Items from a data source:

::::::

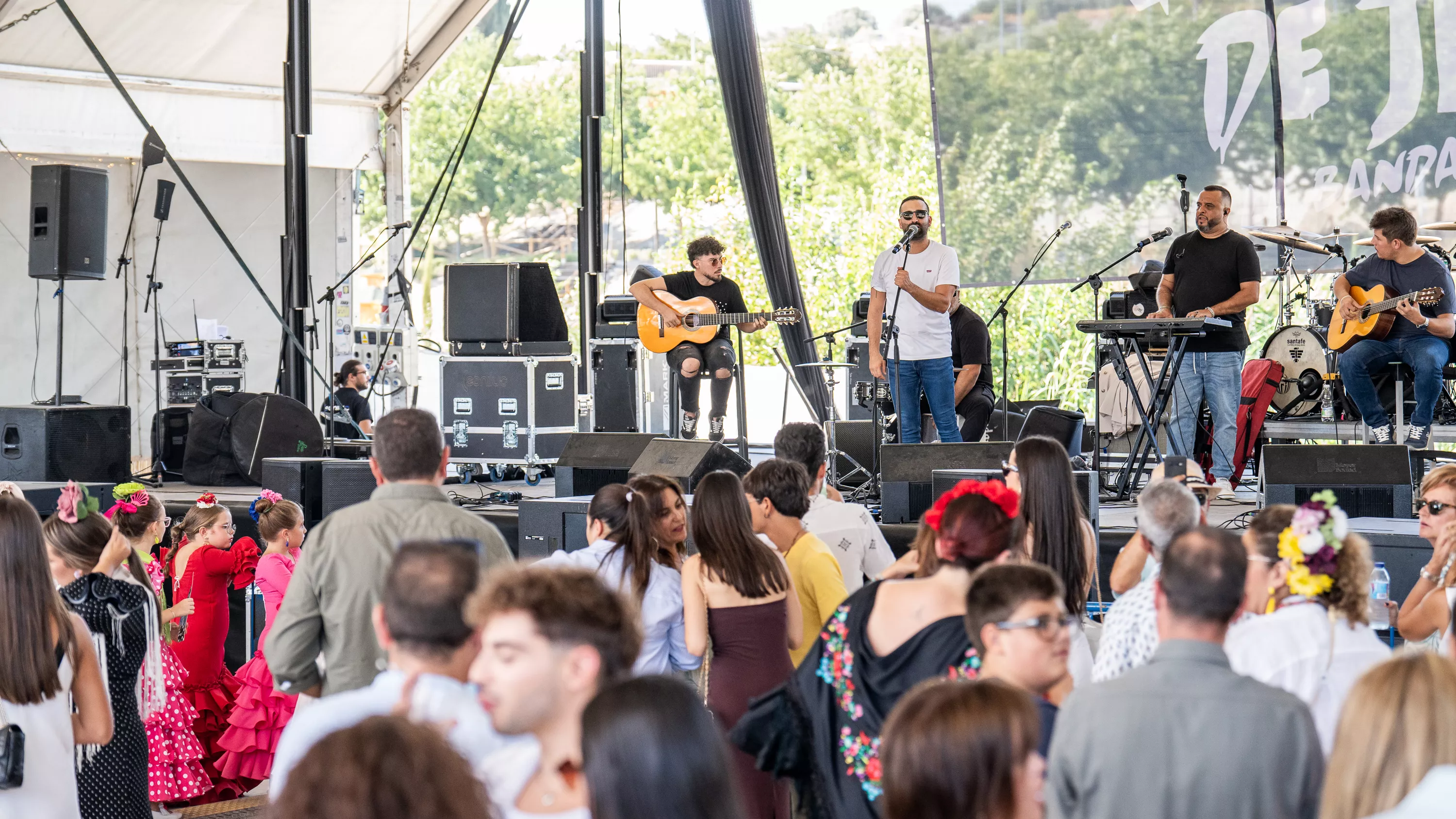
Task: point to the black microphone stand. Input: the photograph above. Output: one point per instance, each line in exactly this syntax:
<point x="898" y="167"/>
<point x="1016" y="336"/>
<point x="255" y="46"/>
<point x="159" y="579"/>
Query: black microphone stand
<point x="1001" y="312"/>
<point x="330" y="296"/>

::::::

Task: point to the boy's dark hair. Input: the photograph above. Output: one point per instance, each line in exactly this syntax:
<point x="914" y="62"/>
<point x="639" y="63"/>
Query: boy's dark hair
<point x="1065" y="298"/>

::::::

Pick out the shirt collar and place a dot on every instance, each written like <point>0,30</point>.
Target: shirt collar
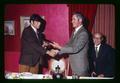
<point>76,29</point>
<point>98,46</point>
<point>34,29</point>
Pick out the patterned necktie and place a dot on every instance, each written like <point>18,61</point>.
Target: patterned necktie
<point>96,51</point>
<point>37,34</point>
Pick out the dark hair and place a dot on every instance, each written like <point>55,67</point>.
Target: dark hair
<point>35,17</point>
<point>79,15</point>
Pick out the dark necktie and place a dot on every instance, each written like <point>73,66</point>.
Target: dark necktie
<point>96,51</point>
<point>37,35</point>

::::::

Return every line of the entries above that the string "instance" appears in.

[TASK OUTPUT]
Task: point to the black microphone stand. Input: the photograph above. Output: one point per instance, each line in exactly this syntax:
Task: point to the boy's dark hair. Input: the photograph above. Output: one point per instance, each line in exactly this syntax:
Pick out the shirt collar and place a dot on every instance, each written like <point>0,30</point>.
Pick out the patterned necktie and place a dot on every instance, each written like <point>18,61</point>.
Pick out the dark hair and place a dot on every instance, each written like <point>55,67</point>.
Pick out the dark necktie and place a dot on every instance, each written like <point>73,66</point>.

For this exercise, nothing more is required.